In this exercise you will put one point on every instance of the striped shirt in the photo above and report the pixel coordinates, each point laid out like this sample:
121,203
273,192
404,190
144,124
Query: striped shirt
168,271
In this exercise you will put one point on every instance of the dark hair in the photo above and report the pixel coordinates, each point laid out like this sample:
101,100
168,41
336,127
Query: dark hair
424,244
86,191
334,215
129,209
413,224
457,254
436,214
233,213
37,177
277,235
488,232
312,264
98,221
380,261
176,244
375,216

▸ WHAT IS REQUIRED
Can you give all of the records above again with "pixel coordinates" renamed to "image coordinates" throughout and nothing else changed?

▸ ANSWER FOR THIS EXERCISE
In this exercise you will put one point on every instance of the striped shirt in the photo above and report the image coordinates, each point laid out like this sample:
121,203
273,192
404,190
144,124
Query: striped shirt
168,271
In this exercise you will put one point on every instance of the dark hair in the photo above and report the image coordinates, each point laid out like this sample:
101,100
168,41
336,127
Query: dark hair
424,244
86,191
334,215
129,209
413,224
457,254
436,214
233,213
37,177
277,235
488,232
312,264
98,221
380,261
176,244
375,216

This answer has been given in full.